WRITTEN EXERCISE:
Please print every line from the one containing "job: return the mask of every instance of the black sports" through the last line of the records below, exactly as written and nothing more.

(Items from a dataset)
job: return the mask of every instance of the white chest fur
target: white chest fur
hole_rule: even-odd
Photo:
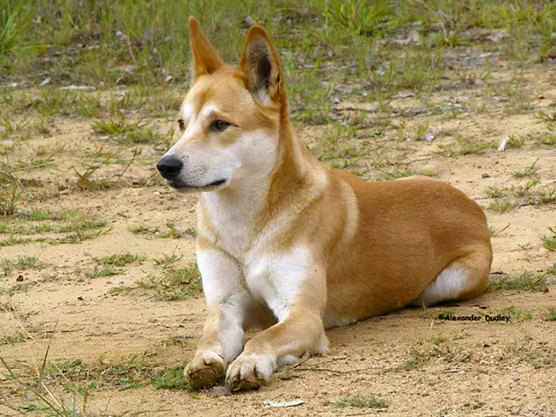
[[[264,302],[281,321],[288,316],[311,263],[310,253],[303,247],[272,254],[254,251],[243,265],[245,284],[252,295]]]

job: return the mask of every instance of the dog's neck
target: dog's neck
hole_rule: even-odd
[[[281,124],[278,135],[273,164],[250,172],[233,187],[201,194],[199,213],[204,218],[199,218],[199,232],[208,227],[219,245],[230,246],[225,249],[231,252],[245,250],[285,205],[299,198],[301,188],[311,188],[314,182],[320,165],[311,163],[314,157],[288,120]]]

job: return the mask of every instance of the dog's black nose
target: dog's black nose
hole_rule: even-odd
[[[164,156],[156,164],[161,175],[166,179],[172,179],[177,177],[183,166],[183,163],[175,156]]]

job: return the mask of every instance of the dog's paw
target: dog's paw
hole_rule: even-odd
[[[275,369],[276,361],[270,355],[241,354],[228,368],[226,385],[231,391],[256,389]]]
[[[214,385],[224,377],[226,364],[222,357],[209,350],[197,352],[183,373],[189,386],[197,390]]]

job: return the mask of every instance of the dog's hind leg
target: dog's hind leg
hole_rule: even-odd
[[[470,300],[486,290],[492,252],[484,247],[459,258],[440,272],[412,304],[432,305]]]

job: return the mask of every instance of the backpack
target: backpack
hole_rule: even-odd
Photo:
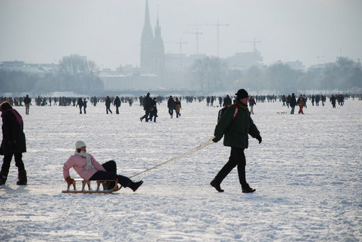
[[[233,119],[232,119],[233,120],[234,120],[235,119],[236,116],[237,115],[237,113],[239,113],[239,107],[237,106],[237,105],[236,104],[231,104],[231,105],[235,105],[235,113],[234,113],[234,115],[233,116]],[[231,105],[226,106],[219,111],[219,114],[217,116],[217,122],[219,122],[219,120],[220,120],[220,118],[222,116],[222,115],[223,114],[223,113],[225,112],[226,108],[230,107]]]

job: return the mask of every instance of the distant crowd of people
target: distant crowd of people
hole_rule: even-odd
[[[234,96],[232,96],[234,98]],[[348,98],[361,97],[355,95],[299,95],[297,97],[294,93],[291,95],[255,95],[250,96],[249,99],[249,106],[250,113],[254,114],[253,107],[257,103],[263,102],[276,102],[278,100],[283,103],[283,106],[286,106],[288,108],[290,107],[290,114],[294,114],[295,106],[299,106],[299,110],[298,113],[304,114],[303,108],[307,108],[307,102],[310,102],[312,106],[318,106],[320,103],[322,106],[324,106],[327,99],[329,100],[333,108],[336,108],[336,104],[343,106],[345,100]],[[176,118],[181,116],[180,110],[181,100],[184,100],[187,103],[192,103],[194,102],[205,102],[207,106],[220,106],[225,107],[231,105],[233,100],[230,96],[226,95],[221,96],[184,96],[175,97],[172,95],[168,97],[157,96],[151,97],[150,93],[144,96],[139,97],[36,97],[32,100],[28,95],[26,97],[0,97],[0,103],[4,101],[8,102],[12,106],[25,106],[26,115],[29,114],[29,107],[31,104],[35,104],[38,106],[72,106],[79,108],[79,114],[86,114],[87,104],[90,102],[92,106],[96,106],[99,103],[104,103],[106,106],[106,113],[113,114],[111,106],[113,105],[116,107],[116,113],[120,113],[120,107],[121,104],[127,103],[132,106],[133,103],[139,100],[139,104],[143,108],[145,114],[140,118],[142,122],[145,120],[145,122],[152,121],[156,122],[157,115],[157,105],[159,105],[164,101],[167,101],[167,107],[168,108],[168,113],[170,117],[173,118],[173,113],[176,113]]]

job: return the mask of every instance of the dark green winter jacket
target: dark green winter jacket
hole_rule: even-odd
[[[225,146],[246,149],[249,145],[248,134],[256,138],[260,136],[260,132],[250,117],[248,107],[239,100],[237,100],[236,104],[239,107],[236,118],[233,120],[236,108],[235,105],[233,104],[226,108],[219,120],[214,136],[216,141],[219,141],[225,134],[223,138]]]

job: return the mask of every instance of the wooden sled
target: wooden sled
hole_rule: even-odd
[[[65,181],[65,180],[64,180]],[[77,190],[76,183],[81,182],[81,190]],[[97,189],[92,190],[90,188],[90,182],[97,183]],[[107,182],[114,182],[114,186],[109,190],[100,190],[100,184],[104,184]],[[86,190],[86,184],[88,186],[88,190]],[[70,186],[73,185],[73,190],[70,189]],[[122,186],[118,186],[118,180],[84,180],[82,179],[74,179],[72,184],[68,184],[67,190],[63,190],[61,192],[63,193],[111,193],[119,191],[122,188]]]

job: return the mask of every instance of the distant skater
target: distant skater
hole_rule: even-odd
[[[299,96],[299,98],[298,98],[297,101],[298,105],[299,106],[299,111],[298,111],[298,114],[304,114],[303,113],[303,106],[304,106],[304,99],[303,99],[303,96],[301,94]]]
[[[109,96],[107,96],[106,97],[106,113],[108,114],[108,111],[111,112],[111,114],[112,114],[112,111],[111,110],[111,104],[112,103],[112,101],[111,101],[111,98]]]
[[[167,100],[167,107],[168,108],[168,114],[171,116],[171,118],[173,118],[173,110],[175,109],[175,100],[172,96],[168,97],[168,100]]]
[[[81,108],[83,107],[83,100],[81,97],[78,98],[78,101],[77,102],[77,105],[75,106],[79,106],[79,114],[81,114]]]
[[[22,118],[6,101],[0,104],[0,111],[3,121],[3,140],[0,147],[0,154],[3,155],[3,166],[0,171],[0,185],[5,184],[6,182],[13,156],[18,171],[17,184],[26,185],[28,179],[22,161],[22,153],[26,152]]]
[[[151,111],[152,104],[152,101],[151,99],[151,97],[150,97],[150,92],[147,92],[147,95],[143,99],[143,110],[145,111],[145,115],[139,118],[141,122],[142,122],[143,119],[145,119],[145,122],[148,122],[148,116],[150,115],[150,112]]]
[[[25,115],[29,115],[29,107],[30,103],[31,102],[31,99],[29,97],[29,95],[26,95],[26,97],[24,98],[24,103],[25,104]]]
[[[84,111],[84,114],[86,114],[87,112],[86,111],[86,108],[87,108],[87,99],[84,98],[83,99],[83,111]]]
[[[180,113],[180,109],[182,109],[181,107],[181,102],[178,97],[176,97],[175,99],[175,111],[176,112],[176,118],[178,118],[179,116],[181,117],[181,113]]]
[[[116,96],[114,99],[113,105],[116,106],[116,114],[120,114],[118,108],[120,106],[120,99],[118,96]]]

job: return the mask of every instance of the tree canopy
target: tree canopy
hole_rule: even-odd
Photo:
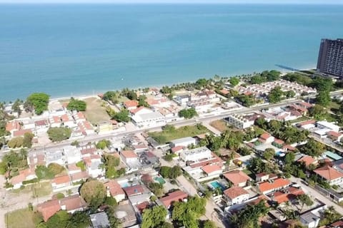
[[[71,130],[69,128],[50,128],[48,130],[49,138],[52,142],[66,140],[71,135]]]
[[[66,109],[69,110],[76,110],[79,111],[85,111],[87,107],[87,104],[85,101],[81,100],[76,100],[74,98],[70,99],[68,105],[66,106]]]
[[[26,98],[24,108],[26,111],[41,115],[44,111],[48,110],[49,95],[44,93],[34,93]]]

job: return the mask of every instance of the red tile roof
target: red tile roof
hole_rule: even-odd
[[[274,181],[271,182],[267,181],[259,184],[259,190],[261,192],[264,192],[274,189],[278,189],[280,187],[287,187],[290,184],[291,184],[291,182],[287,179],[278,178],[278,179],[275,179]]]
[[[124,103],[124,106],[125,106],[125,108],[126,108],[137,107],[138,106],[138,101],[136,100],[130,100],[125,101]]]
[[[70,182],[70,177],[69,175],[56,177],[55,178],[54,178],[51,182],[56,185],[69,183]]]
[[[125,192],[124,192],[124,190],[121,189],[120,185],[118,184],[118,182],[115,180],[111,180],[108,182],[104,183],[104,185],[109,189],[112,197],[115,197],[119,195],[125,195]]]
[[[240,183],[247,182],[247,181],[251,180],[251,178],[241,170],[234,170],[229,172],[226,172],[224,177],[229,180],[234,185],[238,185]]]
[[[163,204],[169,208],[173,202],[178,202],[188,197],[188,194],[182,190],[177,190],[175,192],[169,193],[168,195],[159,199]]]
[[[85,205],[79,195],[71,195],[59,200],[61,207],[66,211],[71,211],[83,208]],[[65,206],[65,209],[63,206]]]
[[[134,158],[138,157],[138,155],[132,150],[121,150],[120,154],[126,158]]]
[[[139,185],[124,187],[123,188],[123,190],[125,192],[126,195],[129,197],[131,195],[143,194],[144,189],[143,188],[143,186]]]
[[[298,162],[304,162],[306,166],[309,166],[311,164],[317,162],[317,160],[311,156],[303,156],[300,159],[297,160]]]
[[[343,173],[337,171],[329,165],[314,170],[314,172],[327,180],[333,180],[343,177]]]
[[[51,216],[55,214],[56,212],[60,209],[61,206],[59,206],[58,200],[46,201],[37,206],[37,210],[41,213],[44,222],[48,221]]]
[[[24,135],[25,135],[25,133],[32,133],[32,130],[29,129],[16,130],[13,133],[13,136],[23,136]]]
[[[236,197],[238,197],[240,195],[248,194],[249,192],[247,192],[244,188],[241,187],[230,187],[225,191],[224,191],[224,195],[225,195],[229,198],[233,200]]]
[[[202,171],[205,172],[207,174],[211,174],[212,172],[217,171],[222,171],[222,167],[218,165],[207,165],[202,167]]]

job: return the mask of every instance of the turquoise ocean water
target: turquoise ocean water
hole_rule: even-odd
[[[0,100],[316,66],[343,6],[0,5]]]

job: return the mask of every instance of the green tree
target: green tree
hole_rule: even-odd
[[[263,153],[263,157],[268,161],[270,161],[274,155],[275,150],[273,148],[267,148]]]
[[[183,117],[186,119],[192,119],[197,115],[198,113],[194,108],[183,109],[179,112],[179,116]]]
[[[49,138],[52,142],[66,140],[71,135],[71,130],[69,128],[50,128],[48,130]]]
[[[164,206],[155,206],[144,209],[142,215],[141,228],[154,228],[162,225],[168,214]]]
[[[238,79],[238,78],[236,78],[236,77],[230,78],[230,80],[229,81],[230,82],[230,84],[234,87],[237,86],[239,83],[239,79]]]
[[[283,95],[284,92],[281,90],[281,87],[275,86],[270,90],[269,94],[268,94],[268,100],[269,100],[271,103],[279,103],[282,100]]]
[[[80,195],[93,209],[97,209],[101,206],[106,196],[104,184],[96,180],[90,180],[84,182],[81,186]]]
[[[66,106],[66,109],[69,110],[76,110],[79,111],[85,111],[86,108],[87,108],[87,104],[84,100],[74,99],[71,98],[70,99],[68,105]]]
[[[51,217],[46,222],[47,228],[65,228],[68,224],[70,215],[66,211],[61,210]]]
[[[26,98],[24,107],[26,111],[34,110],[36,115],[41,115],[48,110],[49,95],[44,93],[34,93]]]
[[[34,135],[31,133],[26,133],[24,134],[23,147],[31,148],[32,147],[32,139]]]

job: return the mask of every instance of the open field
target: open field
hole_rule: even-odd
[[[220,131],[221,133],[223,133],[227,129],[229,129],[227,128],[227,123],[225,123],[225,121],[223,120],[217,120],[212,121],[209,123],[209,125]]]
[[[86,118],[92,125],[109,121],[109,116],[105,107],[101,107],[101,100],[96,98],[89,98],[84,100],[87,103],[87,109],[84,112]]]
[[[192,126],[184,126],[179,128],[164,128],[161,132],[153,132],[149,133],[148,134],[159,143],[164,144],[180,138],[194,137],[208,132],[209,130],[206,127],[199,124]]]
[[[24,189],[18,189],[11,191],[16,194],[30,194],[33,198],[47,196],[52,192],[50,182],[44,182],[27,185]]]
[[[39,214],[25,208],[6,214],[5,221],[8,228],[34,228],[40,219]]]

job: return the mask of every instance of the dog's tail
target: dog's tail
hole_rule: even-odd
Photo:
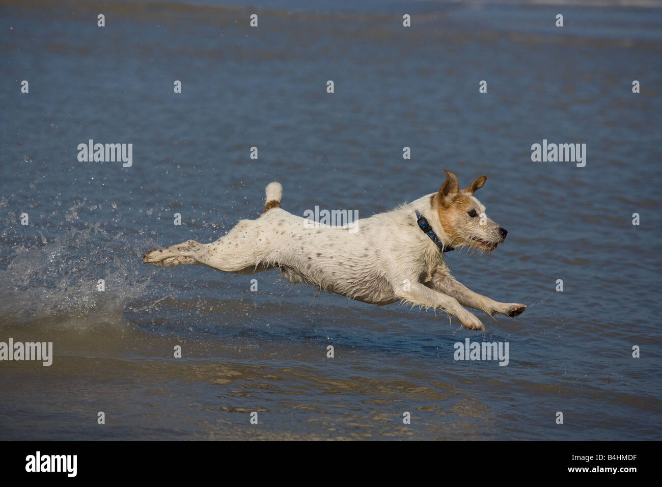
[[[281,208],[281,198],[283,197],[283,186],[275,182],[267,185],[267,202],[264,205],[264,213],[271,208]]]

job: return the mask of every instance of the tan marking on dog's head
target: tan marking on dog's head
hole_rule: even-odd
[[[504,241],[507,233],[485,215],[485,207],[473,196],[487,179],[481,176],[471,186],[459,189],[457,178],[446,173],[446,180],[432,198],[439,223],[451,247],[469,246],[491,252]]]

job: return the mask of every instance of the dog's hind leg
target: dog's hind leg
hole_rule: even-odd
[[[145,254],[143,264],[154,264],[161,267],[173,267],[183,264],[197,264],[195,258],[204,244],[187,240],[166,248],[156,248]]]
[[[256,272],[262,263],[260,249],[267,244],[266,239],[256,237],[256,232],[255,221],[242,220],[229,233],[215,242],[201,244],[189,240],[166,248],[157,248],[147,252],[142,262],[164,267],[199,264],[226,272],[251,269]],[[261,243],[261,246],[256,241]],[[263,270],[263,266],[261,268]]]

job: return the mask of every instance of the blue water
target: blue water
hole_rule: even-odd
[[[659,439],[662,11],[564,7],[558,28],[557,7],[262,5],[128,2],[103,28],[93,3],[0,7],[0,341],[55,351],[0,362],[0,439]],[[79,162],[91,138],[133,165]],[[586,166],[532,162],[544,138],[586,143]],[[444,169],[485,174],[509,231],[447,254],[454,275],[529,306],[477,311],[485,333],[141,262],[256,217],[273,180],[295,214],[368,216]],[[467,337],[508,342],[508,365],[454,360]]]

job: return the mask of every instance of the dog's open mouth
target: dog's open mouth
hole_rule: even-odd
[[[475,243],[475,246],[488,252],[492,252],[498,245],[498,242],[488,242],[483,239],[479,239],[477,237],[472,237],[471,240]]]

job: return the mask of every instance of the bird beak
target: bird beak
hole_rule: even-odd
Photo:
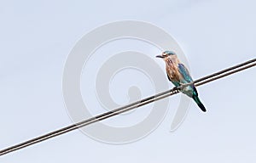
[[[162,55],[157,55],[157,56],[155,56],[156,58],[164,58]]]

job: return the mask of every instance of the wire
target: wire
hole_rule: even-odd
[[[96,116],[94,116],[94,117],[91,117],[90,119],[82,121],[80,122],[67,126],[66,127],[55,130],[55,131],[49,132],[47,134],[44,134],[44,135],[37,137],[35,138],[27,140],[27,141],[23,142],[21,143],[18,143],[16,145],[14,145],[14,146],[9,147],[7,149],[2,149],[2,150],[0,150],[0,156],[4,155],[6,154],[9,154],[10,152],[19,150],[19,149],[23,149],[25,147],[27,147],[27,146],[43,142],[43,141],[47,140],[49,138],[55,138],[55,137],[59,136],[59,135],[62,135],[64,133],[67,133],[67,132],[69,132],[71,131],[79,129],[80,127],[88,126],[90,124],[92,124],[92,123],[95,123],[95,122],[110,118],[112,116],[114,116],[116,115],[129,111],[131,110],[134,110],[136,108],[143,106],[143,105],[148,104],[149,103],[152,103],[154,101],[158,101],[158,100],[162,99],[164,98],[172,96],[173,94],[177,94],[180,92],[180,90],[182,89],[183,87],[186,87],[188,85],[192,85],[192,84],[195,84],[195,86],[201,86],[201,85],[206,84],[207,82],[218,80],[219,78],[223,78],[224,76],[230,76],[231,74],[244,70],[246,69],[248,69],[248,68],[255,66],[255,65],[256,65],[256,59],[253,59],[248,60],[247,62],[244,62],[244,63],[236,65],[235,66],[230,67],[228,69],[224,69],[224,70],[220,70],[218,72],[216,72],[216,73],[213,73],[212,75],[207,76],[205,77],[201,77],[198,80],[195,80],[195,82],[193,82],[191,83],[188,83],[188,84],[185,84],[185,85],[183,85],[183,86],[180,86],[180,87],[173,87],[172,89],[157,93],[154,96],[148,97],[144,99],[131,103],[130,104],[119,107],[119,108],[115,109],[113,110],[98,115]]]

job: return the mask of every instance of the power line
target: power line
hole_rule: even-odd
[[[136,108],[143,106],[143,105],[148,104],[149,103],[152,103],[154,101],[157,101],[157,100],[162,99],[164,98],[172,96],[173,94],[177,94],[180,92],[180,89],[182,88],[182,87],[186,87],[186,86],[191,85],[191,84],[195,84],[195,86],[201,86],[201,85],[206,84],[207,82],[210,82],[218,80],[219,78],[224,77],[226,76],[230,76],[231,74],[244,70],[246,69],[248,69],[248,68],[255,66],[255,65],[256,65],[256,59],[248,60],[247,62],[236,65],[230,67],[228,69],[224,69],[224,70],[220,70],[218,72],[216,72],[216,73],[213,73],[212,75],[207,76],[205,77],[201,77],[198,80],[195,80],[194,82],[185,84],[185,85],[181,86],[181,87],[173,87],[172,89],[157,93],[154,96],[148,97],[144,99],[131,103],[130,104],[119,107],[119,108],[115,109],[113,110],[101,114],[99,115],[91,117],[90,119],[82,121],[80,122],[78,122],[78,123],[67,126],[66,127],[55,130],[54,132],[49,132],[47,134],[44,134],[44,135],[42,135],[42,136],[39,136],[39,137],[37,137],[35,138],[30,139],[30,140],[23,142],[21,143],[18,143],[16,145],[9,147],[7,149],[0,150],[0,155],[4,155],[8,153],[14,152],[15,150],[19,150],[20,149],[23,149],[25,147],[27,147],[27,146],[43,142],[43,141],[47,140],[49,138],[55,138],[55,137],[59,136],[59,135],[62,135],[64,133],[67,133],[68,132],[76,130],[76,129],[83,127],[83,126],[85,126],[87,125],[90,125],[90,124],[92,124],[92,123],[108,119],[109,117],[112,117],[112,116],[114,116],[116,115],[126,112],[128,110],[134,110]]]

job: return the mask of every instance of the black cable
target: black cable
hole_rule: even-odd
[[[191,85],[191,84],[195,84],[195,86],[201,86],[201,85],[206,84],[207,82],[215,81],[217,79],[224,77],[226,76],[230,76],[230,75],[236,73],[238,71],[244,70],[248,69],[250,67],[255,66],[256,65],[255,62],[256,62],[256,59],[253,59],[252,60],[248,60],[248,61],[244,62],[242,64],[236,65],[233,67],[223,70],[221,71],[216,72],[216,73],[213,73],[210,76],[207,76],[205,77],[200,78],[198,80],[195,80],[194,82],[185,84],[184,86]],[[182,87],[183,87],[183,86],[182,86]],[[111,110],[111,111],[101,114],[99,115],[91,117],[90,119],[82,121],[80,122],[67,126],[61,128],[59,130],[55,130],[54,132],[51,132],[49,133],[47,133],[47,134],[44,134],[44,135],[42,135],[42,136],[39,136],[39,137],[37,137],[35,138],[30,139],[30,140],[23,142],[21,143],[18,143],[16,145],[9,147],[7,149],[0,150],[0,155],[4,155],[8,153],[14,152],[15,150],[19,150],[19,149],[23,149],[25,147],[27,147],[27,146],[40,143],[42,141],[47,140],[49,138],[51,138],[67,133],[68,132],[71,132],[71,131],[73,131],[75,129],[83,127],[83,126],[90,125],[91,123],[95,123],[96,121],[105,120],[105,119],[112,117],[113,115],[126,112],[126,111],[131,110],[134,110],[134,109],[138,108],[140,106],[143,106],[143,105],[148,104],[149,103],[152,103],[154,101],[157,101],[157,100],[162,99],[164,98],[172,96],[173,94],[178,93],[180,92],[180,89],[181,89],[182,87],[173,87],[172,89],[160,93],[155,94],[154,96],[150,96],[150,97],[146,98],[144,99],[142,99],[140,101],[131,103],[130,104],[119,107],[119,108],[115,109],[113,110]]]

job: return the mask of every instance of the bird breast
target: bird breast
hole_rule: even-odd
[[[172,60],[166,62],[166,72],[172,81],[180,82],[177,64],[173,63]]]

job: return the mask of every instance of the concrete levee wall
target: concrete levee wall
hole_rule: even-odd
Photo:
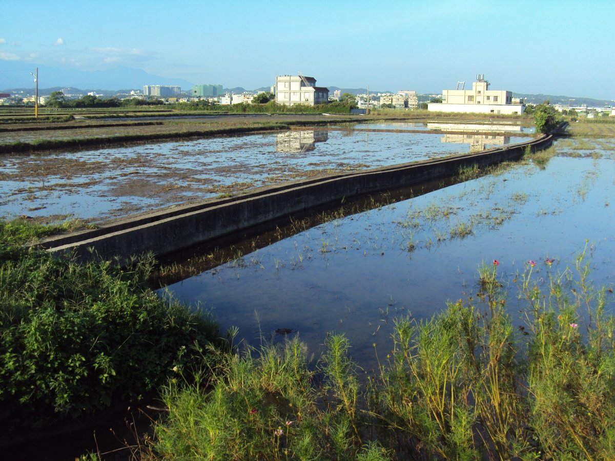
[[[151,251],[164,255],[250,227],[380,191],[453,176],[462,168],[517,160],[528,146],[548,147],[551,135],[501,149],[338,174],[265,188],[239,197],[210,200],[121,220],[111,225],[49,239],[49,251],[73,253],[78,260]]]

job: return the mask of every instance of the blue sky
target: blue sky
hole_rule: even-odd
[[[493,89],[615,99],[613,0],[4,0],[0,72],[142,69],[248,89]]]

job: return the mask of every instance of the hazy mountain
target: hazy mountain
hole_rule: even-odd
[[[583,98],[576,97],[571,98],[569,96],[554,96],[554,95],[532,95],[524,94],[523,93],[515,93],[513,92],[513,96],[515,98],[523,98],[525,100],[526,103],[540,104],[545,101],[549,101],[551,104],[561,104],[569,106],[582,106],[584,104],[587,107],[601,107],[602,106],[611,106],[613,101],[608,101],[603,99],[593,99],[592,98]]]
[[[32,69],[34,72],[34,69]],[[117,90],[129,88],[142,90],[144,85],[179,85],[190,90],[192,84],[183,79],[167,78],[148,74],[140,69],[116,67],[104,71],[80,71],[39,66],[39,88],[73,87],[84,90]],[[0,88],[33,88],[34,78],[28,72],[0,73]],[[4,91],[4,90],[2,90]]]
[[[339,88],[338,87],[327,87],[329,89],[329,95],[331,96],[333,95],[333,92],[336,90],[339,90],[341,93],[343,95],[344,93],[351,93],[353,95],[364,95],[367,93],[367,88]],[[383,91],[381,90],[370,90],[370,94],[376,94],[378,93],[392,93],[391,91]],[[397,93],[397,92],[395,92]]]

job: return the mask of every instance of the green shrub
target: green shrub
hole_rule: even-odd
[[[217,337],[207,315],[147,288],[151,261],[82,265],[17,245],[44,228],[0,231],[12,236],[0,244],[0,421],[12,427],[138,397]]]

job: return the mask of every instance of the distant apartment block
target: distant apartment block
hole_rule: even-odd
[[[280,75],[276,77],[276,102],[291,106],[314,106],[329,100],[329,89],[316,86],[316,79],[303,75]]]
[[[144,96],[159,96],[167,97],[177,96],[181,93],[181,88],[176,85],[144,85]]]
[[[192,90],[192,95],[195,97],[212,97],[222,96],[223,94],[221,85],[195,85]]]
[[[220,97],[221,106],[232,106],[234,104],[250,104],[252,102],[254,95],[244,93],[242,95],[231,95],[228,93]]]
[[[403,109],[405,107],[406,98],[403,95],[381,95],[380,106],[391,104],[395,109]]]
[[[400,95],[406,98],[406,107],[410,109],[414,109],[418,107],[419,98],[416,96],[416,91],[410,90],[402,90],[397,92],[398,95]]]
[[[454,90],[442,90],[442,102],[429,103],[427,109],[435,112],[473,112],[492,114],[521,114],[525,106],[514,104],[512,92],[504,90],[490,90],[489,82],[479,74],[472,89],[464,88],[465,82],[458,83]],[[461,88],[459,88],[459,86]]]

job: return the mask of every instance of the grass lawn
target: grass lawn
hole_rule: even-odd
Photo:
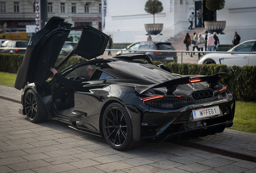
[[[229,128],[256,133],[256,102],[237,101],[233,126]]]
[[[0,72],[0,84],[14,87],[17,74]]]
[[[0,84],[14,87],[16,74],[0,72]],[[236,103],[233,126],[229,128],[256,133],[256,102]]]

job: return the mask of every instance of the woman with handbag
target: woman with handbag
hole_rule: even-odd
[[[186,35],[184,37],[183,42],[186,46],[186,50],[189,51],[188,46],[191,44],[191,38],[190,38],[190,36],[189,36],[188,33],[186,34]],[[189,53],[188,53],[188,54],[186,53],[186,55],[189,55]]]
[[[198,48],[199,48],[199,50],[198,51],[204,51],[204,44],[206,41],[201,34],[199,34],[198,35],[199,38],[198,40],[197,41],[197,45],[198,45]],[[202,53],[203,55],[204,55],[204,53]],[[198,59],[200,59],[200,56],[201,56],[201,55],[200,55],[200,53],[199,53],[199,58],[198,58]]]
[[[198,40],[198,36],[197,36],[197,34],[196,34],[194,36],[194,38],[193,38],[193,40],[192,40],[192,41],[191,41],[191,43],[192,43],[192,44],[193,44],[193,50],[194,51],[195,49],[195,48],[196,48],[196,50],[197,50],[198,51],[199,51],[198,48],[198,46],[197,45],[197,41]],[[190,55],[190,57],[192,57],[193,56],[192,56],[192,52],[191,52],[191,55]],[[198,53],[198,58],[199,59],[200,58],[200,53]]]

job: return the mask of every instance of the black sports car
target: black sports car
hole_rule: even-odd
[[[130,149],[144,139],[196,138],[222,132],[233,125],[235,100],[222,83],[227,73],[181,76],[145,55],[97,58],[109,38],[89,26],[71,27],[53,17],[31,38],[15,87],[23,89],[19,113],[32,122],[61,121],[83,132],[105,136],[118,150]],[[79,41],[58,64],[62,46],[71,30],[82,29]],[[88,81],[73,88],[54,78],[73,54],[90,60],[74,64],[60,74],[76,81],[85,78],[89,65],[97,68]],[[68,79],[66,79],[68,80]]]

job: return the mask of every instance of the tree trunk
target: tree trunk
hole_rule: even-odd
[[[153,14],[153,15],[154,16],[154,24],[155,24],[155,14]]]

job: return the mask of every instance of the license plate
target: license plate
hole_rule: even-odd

RESPONSE TO THIS TASK:
job: return the mask of every instance of the black sports car
target: black sports car
hole_rule: even-odd
[[[130,149],[144,139],[196,138],[222,132],[233,125],[235,100],[222,83],[227,73],[181,76],[145,55],[97,58],[109,38],[89,26],[71,27],[53,17],[31,38],[15,87],[23,89],[19,113],[32,122],[61,121],[83,132],[105,136],[118,150]],[[79,41],[58,64],[62,46],[71,30],[82,29]],[[88,81],[73,88],[54,78],[73,54],[90,60],[74,64],[60,74],[76,81],[85,78],[89,65],[97,68]],[[68,79],[66,79],[68,80]]]

job: return the mask of every instance of the tree trunk
target: tree trunk
hole_rule: even-odd
[[[153,14],[153,15],[154,16],[154,24],[155,24],[155,14]]]

job: return the mask of every instance of the license plate
target: license plate
hole_rule: even-odd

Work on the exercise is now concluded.